— Task brief —
Nothing but the lines from the one containing "TARGET = distant shoreline" through the end of the entries below should be set down, each exactly as written.

— Input —

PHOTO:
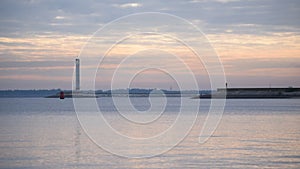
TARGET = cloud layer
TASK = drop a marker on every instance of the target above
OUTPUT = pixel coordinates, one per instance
(258, 41)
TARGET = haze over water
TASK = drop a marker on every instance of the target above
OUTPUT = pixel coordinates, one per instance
(45, 133)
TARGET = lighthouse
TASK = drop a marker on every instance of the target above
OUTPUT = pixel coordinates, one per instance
(77, 62)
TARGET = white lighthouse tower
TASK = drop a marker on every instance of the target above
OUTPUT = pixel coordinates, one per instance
(77, 62)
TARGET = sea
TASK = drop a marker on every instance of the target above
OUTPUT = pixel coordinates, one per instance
(47, 133)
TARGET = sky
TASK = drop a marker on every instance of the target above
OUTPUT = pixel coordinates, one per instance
(256, 41)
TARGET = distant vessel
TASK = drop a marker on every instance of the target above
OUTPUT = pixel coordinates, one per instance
(253, 93)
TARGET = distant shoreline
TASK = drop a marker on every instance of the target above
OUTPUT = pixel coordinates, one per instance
(221, 93)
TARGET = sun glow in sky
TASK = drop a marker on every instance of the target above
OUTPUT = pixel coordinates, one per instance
(258, 41)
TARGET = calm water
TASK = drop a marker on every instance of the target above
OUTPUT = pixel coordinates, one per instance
(45, 133)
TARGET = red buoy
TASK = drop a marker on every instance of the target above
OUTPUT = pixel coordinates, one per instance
(62, 95)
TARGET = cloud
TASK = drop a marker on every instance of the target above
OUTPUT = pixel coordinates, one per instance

— Answer space —
TARGET = distant shoreline
TASK = drop a marker on every instance of the target above
OUTPUT = pixel coordinates, one per instance
(221, 93)
TARGET = sun glow in sky
TASK = drop a marker on every instance of the target above
OUTPUT = pixel coordinates, one per instance
(258, 41)
TARGET = calm water
TASK = drop a marker on every instance of the target above
OUTPUT = pixel coordinates, one per instance
(45, 133)
TARGET = red buoy
TASK = drop a marker on every instance of the target above
OUTPUT = pixel coordinates, one per instance
(62, 95)
TARGET = cloud
TASK = drop a marker on every instance of the target above
OUTPUT = pixel coordinates, one per instance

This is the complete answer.